- _Problem details_
Exact copies of the line with "For each instance of the black" and of all lines after it through the end of the entries are required, and no other lines.

------

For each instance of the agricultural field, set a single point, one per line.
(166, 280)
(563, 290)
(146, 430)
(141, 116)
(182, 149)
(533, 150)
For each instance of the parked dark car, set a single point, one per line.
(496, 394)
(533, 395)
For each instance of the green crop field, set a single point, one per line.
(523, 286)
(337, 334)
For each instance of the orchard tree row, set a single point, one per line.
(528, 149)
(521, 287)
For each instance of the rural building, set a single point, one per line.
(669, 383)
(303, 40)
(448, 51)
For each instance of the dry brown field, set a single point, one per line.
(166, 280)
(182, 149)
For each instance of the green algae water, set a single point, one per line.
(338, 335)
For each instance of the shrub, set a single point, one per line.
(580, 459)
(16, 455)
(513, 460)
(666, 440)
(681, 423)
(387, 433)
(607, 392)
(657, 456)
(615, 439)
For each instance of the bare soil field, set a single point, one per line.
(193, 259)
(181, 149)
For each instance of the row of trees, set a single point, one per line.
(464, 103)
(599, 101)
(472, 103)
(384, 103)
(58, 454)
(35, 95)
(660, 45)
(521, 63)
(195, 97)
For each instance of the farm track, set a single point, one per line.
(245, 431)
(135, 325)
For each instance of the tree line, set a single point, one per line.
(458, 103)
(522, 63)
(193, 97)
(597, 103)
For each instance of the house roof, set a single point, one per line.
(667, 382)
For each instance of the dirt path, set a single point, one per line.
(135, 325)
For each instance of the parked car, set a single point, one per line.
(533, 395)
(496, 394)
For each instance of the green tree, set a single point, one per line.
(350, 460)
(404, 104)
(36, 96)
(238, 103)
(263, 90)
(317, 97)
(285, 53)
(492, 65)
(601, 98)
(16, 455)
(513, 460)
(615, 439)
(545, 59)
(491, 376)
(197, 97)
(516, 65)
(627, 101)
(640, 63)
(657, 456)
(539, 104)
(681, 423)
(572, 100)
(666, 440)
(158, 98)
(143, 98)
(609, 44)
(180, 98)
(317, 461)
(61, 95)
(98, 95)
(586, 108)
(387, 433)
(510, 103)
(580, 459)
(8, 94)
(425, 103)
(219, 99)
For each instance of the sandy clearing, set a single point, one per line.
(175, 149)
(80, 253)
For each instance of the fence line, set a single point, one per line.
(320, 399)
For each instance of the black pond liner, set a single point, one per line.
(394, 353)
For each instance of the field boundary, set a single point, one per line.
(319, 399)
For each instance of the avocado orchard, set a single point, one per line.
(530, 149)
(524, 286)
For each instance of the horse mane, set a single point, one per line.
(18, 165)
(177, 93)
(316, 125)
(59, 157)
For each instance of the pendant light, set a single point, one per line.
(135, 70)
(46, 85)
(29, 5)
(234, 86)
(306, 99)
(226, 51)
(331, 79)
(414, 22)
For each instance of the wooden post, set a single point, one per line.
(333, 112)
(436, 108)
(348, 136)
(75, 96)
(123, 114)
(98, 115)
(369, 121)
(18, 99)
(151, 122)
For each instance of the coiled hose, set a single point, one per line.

------

- _Solution below_
For each instance of the black pond liner, set a single point, one per line.
(394, 353)
For each instance of the field boundary, set a single point, one per line.
(319, 399)
For each instance of the avocado orchard, set a single point, one per line.
(530, 149)
(524, 286)
For each instance of the horse mane, set a single point, one per line.
(18, 165)
(177, 93)
(316, 125)
(59, 157)
For each instance of the pendant light, set a single point, one per line.
(135, 70)
(46, 85)
(29, 5)
(234, 86)
(306, 99)
(226, 51)
(331, 79)
(414, 22)
For each instance of the wooden post, set a single point, one per line.
(333, 112)
(436, 108)
(348, 136)
(75, 96)
(123, 114)
(98, 115)
(369, 121)
(18, 99)
(151, 122)
For each instance of the coiled hose, set a single point, one per line.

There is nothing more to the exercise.